## Task inputs

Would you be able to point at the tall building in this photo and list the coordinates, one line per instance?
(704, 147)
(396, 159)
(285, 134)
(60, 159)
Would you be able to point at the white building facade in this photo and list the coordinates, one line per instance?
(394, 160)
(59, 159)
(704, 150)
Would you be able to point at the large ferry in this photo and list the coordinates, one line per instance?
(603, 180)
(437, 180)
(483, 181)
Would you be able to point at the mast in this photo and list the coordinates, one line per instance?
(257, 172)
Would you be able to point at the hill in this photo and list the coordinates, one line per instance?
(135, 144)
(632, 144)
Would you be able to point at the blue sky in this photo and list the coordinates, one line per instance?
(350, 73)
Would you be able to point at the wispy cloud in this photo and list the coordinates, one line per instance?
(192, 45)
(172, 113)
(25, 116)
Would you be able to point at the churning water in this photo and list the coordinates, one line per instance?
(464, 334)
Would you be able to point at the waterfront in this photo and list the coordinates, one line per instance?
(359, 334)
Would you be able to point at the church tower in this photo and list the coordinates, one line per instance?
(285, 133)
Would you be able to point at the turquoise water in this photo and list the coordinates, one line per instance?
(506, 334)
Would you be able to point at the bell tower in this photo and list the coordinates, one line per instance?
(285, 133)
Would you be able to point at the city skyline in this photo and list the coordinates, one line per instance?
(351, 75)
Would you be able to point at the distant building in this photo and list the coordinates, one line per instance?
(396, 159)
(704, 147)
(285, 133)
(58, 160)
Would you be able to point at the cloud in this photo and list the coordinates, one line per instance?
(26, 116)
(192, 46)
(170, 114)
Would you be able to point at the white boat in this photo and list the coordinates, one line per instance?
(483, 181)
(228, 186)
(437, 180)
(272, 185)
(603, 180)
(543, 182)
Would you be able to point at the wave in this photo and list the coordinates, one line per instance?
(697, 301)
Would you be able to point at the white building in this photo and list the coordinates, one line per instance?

## Instructions for the task
Please repeat every item above word for word, in the same order.

## Task response
Would you be able to point at the tall building in this photo and list the coordinates, one line per instance?
(704, 147)
(396, 159)
(285, 134)
(60, 159)
Would you be able to point at the white building facade in this photo and list the coordinates, one line per instance?
(394, 160)
(59, 159)
(704, 150)
Would you be able to point at the large ferry in this photo and list the coordinates, one line per instance?
(603, 180)
(437, 180)
(483, 181)
Would you be able to point at the mast in this photo and list the coordinates, one line per instance?
(257, 172)
Would you be able to point at the hill in this photo and list the coordinates, one line per instance?
(135, 144)
(632, 144)
Would you be able to point at the blue sky in this photo and list the coordinates, one line per instance?
(350, 73)
Would you be able to point at the wispy cloud in this photo and list the coordinates, one line per instance?
(192, 45)
(172, 113)
(25, 116)
Would you be able to point at the churning water in this photo and list the coordinates, one line per instance?
(464, 334)
Would you be able to point at the waterfront in this photo and list the coordinates, one line per instance?
(359, 334)
Would you be able to point at the church tower in this photo and list the coordinates, one line per instance?
(285, 133)
Would you be able to point at the turquoise water in this photo and list the coordinates, one line per instance?
(506, 334)
Would you be able to point at the bell tower in this photo and list the coordinates, one line per instance?
(285, 133)
Would you be able to point at the city skyline in this photo and list the coordinates, one line per instance?
(351, 75)
Would you be able to point at the distant building in this photo and list the coordinates, one line per instance?
(396, 159)
(704, 147)
(285, 133)
(58, 160)
Would you be able to point at the cloud in this photo and list the coordinates, one line per instance?
(26, 116)
(192, 46)
(170, 114)
Would you be able to point at the white boat in this photo and list the coordinates, one line per instance?
(483, 181)
(228, 186)
(437, 180)
(272, 185)
(603, 180)
(543, 182)
Would you be able to point at the wave in this photo and list the coordinates, one line per instance?
(697, 301)
Would you be able to point at the white building in this photo and list the coordinates, one line per instance?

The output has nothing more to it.